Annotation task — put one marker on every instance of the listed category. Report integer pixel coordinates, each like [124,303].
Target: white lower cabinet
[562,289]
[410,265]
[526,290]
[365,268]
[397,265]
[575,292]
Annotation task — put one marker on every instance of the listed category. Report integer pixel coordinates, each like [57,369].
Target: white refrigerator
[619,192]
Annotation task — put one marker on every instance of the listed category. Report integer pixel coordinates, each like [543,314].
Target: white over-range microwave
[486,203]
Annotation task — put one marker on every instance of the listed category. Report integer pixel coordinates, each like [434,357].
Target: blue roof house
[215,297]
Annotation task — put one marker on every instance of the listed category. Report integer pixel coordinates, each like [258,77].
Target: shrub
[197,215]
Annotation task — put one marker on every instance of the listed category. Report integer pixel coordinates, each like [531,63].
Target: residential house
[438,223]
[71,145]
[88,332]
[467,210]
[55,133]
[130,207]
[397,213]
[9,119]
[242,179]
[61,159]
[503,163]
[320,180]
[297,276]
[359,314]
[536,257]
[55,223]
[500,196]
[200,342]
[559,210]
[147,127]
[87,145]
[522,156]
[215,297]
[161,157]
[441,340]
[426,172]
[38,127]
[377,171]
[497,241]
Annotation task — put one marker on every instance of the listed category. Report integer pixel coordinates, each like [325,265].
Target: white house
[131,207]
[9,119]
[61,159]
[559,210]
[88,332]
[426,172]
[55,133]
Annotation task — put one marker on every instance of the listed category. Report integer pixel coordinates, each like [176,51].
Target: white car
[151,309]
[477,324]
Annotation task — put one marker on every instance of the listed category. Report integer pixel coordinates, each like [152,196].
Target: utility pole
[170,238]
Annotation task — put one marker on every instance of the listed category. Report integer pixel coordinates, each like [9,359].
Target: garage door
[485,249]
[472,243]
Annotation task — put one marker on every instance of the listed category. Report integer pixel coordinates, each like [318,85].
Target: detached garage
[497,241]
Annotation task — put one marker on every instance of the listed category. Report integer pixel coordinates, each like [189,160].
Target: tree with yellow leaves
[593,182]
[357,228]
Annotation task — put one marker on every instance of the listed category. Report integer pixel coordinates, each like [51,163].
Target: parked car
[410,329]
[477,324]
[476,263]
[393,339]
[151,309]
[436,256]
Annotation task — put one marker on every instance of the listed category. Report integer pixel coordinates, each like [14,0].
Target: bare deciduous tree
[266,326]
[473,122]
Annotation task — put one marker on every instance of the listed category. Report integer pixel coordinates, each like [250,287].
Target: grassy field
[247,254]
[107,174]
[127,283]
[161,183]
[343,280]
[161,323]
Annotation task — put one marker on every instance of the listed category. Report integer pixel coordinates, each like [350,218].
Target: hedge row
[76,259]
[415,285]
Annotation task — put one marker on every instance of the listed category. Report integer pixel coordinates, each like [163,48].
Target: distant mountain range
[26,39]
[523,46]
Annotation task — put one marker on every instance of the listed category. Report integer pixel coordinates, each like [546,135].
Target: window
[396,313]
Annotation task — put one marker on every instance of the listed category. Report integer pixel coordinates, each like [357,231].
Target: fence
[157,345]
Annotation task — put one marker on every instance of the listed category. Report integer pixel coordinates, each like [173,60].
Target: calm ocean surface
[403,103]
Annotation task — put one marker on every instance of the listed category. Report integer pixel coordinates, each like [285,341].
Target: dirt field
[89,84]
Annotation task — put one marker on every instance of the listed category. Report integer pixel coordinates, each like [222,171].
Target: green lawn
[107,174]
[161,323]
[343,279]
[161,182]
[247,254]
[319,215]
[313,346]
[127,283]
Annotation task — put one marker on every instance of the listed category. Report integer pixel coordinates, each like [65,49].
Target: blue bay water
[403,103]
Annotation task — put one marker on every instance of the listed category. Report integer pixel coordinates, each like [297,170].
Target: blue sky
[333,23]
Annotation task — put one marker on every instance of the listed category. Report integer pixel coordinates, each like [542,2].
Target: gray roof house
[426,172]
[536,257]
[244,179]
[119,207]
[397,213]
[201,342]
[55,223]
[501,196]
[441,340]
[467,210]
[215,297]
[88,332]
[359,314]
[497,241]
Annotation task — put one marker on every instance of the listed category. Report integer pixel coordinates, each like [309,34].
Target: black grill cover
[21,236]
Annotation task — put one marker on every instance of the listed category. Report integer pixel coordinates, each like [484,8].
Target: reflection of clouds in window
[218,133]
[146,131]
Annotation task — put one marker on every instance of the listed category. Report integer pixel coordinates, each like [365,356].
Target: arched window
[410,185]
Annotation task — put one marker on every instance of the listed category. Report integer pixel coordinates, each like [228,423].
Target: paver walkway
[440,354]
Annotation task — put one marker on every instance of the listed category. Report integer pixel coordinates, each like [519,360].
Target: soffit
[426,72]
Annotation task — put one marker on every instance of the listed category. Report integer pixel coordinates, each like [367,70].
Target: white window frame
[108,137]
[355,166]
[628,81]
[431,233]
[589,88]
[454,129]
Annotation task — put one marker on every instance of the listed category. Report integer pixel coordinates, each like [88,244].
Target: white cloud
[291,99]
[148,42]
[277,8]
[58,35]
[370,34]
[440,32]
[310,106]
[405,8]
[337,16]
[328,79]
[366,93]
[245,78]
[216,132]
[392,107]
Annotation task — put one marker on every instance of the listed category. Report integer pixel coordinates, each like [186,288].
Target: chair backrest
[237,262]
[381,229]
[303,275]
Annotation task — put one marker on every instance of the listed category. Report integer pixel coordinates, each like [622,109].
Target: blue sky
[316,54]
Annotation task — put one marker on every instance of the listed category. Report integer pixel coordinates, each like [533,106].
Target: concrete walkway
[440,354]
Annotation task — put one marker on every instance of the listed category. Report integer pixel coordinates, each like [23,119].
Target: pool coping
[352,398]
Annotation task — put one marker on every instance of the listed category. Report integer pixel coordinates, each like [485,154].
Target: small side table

★ ★ ★

# [YOUR GOAL]
In the listing above, find the line containing "each like [88,244]." and please quote exactly that line through the last one, and no other lines.

# [TASK RESULT]
Annotation task — put one marker on every instance of the listed category. Report integer pixel coordinates, each like [88,244].
Target: white cloud
[291,99]
[148,42]
[277,8]
[58,35]
[370,34]
[440,32]
[310,106]
[405,8]
[337,16]
[328,79]
[366,93]
[245,78]
[216,132]
[392,107]
Annotation task — put one marker on every instance of the listed category. Report integer pixel coordinates, each like [186,288].
Target: chair backrest
[237,262]
[381,229]
[303,275]
Annotation task — put one marker on every instance of the listed category. Report integer pixel coordinates, each like [622,109].
Target: blue sky
[316,54]
Annotation task — put one marker on every instance of the listed category. Report integer pixel coordinates, each like [533,106].
Target: concrete walkway
[440,354]
Annotation task — put one marker on every instance of the listed category. Report integer pixel coordinates, each like [23,119].
Target: pool coping
[352,398]
Annotation task — put one marker on every instance of the listed category. Report integer pixel coordinates, each like [485,154].
Target: small side table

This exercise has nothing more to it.